Problems and tasks =
(1) List the four responsibilities that the article on the globally effective enterprise says each function generally has.
(2) Set down everything in the article on the globally effective enterprise from "International operations beget" down to "cost savings evaporate.".

begin Supplied passage

McKinsey Quarterly

The globally effective enterprise

| Article

International operations beget complexity. As most multinational companies have come to understand—at times, the hard way—going global often produces organizational clutter and reduces agility. Scaling up can also create fundamental confusion about roles and responsibilities, often contributing to the large number of e-mails, meetings, and scorecards. Sometimes, multinationals mandate globally scaled solutions that cater to a theoretical average but have little relevance for local operations. Other times, multinationals tailor solutions too much to each local subsidiary’s specific circumstances. Predictably, many of scaling’s benefits and cost savings evaporate.

A 2011 McKinsey Quarterly article called this problem the “globalization penalty”: leadership’s attention wanders, the cost structures of regional subsidiaries (including global head-office charges) soar, and local operations buckle under internal bureaucracy. What’s more, McKinsey research shows that high-performing global companies consistently score lower on several critical dimensions of organizational health than more locally focused companies do.1 Customer service suffers too as multinationals struggle to compete with leaner local or “new economy” competitors.

Over my long career, I’ve experienced various flavors of the globalization penalty at major multinationals. From 2009 to 2013, at Unilever, I helped lead an initiative to remove organizational complexity customers didn’t value while retaining essential elements of organizational scale. In this article, I elaborate on the underlying challenges that vex global organizations and suggest some new solutions that have been emerging through advances in information technology. Then I present a case study of Unilever’s experiences in trying to adapt its organization and to create a new architecture for global services. That journey is far from complete, but it has already delivered some of the speed and organizational simplicity that motivated us to undertake it. Unilever’s experience also suggests some useful lessons—for example, about the power and limits of technology.

The perils of functional silos

Just about every multinational company was once a local enterprise—and a very successful one at that. This is not ancient history. As recently as the 1980s, many multinationals were managed largely on a local-for-local basis: in nearly every country where they did business, there was a site with a factory, a warehouse, sales, marketing, some R&D, and support staff. Problems could often be solved within a radius of 200 meters. The business was well understood because oversight was local. Most important, a company was close to its customers and could act as quickly as circumstances required.

More recently, however, multinationals have moved away from the local-for-local model. Through a combination of organic growth and acquisitions, the businesses of multinational companies began to replicate in new markets. Consolidation was in order—often for compelling reasons, such as cost synergies and lower duplication of effort. As a result, the majority of processes have been scaled up. R&D, for example, came to operate in a network of R&D centers; supply chains were managed regionally or globally; and procurement often stretched around the world. But consolidation also led to new sorts of complications, typically manifested by matrix organizations, which combine profit-responsible business groups or divisions, often by region or country, with vertical, functional pillars.

While there is nothing wrong with matrix organizations per se, they do place particularly heavy demands on the coordination of core functions such as R&D, marketing, and sales, as well as support functions such as finance, IT, and HR. Each function generally has four responsibilities: setting and executing a company’s strategy for that function, managing its area of expertise, partnering with the rest of the organization, and running its own functional operations to serve business units.

end Supplied passage
begin Material provided

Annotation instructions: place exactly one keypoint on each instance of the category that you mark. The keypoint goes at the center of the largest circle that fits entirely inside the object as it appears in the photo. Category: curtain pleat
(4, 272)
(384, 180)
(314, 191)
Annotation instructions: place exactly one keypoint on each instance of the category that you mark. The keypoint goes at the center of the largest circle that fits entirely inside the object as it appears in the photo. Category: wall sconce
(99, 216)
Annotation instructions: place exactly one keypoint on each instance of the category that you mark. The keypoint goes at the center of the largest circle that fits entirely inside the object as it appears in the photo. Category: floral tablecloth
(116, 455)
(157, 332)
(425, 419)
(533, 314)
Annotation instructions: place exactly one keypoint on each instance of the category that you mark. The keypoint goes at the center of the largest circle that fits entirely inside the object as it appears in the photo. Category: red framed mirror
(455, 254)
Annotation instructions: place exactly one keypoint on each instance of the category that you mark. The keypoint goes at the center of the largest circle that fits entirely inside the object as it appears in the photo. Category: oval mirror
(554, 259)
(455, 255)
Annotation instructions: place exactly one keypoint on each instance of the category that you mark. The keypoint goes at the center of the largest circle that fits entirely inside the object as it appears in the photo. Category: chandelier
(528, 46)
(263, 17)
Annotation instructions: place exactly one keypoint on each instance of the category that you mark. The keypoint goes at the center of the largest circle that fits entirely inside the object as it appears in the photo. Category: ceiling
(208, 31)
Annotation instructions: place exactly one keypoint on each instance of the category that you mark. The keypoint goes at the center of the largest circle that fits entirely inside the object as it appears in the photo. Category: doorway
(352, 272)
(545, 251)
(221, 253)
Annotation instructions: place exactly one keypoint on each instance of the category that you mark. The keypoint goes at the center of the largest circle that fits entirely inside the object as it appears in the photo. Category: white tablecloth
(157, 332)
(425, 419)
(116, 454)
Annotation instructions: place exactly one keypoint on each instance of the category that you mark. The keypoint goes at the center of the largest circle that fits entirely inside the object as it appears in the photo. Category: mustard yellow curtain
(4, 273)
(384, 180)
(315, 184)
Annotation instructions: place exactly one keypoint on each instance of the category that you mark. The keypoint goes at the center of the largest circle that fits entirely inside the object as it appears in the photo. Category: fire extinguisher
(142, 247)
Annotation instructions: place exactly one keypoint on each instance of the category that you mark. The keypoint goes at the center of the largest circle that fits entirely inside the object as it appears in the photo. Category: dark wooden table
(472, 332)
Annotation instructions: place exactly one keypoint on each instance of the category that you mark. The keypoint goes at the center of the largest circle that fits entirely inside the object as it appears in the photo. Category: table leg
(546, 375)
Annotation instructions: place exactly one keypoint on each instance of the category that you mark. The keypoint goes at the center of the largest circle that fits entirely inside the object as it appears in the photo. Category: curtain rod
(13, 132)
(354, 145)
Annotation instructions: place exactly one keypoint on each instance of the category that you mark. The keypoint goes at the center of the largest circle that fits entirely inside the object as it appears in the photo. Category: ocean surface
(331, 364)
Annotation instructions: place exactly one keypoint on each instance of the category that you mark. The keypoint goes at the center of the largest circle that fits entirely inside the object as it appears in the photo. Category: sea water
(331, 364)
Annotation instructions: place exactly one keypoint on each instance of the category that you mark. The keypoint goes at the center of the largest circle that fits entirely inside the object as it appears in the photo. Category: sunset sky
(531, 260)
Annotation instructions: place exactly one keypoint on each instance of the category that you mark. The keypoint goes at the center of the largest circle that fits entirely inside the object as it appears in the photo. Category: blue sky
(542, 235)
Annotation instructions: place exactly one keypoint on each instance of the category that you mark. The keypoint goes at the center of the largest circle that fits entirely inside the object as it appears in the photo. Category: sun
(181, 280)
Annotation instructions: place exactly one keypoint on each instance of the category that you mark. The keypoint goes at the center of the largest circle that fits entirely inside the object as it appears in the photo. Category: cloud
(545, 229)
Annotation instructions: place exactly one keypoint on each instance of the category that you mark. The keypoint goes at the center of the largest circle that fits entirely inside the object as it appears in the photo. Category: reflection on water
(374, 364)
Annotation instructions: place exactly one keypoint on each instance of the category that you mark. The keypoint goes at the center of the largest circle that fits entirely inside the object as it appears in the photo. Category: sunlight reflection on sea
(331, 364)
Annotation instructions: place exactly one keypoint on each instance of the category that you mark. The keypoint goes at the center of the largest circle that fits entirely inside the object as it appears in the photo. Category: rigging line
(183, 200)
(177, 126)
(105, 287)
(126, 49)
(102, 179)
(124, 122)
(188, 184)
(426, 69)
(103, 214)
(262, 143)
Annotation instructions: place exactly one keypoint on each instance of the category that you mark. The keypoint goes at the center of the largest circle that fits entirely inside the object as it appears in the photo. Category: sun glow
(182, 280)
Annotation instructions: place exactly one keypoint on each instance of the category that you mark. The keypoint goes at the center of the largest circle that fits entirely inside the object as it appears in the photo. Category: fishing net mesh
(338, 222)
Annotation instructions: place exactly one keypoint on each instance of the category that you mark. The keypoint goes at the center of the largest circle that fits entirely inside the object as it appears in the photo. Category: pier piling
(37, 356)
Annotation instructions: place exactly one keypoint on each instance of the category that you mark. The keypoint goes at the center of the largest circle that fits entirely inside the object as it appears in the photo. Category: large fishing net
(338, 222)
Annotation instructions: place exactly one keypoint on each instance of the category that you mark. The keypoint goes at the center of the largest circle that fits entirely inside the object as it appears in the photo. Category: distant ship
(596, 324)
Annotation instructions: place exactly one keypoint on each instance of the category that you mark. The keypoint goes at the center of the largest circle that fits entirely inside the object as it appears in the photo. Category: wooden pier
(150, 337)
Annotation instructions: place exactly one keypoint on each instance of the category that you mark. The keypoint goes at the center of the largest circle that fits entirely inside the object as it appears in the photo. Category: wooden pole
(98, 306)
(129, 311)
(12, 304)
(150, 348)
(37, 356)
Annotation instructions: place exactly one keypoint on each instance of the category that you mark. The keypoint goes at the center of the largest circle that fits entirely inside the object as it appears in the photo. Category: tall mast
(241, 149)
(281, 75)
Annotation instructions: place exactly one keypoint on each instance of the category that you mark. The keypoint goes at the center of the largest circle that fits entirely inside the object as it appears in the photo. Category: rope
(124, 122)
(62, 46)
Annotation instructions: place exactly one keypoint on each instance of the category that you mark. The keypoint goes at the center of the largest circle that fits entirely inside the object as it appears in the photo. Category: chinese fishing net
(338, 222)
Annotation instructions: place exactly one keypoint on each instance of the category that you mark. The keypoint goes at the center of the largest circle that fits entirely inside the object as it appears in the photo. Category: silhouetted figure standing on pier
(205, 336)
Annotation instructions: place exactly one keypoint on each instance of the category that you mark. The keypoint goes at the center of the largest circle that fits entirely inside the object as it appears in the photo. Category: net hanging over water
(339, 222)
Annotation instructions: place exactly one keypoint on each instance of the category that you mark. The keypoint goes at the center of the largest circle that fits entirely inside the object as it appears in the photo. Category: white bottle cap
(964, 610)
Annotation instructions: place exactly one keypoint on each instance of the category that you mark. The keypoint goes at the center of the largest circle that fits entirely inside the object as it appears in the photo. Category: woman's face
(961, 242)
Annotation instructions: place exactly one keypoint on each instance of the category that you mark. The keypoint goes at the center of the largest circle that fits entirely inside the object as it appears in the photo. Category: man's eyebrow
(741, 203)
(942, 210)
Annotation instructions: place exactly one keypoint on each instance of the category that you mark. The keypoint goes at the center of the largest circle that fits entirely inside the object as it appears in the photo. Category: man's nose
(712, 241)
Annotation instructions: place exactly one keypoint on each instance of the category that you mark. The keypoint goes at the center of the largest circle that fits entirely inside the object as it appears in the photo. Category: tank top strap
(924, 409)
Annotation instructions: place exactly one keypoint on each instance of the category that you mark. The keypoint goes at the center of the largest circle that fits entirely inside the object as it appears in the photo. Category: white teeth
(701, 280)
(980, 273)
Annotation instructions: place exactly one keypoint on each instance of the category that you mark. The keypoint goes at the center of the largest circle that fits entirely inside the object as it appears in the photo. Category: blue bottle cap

end Material provided

Answers to the tasks =
(1)
1. Setting and executing a company's strategy for that function
2. Managing its area of expertise
3. Partnering with the rest of the organization
4. Running its own functional operations to serve business units

(2)
International operations beget complexity. As most multinational companies have come to understand—at times, the hard way—going global often produces organizational clutter and reduces agility. Scaling up can also create fundamental confusion about roles and responsibilities, often contributing to the large number of e-mails, meetings, and scorecards. Sometimes, multinationals mandate globally scaled solutions that cater to a theoretical average but have little relevance for local operations. Other times, multinationals tailor solutions too much to each local subsidiary’s specific circumstances. Predictably, many of scaling’s benefits and cost savings evaporate.